## A fazer
1) Segundo o texto sobre João Lourenço Rebelo, em que lugar o compositor se formou?
2) Prossiga o texto sobre os 400 anos de João Lourenço Rebelo a partir da última frase apresentada.

## Excerto do texto

......

João Lourenço Rebelo nasceu há 400 anos e (quase) ninguém deu por nada

Não é motivo para espanto: em 2010, passam 400 do nascimento de um dos mais destacados polifonistas portugueses, João Lourenço Rebelo, e a efeméride foi quase esquecida.

Uma ou outra apresentação pública de obras suas, uma evocação na Temporada de Concertos da Capela do Paço Ducal de Vila Viçosa (onde o compositor se formou), que decorre até 10 de dezembro, e nas XIII Jornadas Internacionais Escola de Música da Sé de Évora, que se realizaram em outubro, naquela cidade.

Nas próximas semanas, dois outros concertos vão dar a ouvir a música de Rebelo; no primeiro, a 20 de novembro, na Igreja de São Roque, o Coro da Universidade de Lisboa apresenta um programa exclusivamente dedicado à obra do compositor; e a 5 de dezembro, em Oeiras, os agrupamentos Capela Joanina e Flores de Música vão interpretar as suas Vésperas de Natal.

......

## Conteúdo dos dados
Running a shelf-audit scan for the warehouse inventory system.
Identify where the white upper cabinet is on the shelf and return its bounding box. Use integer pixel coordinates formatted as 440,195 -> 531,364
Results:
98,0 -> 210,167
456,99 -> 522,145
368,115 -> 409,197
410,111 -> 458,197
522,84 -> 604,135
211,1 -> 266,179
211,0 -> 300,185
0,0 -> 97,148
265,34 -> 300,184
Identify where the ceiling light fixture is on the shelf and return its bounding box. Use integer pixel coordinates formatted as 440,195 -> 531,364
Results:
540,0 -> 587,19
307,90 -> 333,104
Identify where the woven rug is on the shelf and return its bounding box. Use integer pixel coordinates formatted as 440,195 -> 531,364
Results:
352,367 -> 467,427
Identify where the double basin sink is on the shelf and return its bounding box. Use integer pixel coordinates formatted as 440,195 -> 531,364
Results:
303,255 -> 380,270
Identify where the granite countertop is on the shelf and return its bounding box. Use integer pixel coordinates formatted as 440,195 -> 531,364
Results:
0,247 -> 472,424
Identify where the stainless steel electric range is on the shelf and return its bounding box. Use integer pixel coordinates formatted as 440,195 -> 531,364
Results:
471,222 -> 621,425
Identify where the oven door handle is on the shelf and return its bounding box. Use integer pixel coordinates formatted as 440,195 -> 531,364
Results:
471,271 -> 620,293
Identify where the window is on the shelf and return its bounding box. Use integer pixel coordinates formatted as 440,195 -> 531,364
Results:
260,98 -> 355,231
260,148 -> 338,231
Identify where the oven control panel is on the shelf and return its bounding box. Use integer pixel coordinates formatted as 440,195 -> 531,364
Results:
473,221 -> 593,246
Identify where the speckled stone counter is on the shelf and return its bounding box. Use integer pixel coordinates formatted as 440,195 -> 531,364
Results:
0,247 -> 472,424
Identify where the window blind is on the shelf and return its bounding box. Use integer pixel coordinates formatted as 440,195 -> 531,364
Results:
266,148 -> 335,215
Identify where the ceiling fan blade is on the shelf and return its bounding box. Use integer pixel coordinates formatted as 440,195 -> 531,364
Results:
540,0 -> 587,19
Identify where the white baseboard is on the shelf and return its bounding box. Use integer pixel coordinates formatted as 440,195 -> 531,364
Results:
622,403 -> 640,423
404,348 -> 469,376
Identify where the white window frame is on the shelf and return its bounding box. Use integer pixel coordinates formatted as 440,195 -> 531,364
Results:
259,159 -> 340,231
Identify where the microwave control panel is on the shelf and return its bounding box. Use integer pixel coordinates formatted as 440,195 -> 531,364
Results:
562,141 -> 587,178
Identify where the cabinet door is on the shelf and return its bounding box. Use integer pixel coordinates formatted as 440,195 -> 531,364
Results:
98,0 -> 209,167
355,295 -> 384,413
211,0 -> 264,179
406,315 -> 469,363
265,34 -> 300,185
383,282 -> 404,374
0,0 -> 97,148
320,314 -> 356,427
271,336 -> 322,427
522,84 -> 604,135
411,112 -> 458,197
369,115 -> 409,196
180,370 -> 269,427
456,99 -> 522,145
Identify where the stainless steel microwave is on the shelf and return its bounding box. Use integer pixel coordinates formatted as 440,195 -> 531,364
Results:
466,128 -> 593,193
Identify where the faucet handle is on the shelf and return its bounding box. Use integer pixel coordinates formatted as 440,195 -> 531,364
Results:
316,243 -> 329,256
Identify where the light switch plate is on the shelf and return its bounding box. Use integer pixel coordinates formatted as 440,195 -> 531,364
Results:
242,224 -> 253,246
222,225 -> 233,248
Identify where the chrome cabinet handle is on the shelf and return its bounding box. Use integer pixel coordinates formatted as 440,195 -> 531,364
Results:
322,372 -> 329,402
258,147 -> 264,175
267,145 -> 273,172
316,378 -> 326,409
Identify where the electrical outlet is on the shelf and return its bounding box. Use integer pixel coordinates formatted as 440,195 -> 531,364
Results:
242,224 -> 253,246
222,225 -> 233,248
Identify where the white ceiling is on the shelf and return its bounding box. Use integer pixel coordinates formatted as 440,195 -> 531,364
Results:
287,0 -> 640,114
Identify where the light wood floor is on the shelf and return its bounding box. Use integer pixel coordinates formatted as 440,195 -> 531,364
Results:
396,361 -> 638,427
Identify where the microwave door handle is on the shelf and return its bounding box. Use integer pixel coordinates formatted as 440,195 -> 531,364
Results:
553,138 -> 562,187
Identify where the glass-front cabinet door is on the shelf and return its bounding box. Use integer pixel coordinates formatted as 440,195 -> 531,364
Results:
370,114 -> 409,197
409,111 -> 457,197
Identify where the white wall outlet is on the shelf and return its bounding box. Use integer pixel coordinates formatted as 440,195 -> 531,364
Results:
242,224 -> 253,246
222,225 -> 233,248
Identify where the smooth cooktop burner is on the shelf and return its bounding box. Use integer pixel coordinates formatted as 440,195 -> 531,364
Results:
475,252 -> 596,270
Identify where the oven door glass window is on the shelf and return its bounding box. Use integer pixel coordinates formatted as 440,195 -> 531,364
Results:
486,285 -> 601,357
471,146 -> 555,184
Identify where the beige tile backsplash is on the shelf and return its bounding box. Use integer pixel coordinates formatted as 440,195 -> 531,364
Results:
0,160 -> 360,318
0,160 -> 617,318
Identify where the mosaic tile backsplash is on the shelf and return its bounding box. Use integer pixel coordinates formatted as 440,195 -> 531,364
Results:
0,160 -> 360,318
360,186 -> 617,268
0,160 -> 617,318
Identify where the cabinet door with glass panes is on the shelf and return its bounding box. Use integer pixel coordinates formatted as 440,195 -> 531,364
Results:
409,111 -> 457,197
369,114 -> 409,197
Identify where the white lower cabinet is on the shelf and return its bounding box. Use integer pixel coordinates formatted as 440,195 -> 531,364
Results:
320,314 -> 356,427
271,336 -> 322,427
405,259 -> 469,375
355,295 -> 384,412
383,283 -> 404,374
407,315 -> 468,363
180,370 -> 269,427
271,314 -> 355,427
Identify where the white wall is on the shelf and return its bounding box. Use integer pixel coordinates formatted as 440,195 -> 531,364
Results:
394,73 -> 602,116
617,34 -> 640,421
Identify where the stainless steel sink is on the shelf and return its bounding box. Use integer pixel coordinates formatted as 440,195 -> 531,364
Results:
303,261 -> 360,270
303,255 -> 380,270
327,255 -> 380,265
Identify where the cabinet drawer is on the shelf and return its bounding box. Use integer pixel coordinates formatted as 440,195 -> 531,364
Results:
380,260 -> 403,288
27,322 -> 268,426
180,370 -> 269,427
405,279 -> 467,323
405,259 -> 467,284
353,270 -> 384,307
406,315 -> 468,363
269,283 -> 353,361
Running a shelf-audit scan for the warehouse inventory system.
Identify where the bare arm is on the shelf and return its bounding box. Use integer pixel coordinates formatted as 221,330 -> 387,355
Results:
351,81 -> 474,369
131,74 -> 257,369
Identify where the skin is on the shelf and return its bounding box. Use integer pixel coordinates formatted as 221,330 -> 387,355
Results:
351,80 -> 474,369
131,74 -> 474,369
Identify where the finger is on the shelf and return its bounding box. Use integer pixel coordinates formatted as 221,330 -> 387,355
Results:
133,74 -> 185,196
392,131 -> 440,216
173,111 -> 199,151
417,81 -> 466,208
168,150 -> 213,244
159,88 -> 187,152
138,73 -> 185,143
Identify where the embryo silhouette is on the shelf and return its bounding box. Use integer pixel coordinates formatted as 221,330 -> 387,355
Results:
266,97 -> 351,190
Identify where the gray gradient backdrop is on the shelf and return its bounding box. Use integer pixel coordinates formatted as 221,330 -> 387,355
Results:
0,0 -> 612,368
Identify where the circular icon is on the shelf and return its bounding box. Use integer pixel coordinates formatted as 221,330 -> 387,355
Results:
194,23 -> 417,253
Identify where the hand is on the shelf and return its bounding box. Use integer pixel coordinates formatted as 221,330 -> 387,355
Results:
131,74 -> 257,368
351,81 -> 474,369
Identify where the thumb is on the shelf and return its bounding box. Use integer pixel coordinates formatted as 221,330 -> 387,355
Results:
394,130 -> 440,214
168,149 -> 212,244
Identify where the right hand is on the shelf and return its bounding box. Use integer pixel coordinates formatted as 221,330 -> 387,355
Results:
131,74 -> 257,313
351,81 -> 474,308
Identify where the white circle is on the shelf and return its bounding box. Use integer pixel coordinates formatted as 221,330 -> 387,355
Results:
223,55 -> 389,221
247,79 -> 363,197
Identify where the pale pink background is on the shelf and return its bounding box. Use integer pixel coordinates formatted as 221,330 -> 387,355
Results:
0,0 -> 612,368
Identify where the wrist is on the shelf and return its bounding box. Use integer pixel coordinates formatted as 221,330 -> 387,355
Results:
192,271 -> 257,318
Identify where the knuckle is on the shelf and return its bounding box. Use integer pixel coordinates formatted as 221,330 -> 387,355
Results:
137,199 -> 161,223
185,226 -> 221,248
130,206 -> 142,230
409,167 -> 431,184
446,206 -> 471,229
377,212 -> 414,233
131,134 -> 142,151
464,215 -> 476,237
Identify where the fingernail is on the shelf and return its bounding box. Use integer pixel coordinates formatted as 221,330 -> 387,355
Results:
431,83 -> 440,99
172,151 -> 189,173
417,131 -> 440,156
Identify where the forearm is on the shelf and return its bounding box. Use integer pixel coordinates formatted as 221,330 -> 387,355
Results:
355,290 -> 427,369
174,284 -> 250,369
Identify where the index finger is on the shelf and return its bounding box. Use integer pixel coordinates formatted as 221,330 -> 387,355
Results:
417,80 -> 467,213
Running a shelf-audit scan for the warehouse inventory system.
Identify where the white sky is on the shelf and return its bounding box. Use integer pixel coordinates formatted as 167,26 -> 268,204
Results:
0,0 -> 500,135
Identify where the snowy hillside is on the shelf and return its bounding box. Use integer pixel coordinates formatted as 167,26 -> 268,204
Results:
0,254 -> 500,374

......

## Respostas
1) Na Capela do Paço Ducal de Vila Viçosa.

2)
São duas raras ocasiões para se ouvir a música de João Lourenço Rebelo (1610-1665), de estrutura tantas vezes grandiosa, na combinação de vários coros, cantores solistas e instrumentos numa escrita para múltiplas vozes. Música de características próprias, com uma abordagem a aspetos da sonoridade pouco vulgares na época, mas herdeira da grande tradição do rigoroso contraponto quinhentista português. Tão bela hoje como outrora.

A escassa atenção dispensada ao quarto centenário do compositor é sintomática do profundo e generalizado desinteresse da sociedade portuguesa pelo nosso património musical. Tendo alguma da sua obra sido objeto de edição moderna, pelo padre José Augusto Alegria, com as partituras publicadas pela Fundação Gulbenkian, e, por influência de Rui Vieria Nery, do subsequente registo em CD por prestigiados agrupamentos dedicados à música antiga (como The Sixteen, A Capella Portuguesa e o Huelgas Ensemble, que nas referidas Jornadas de Évora interpretou as “Lamentações de Jeremias” já por si gravadas), saiu do limbo dos arquivos em que se encontra esquecida muita da música portuguesa e passou a estar disponível.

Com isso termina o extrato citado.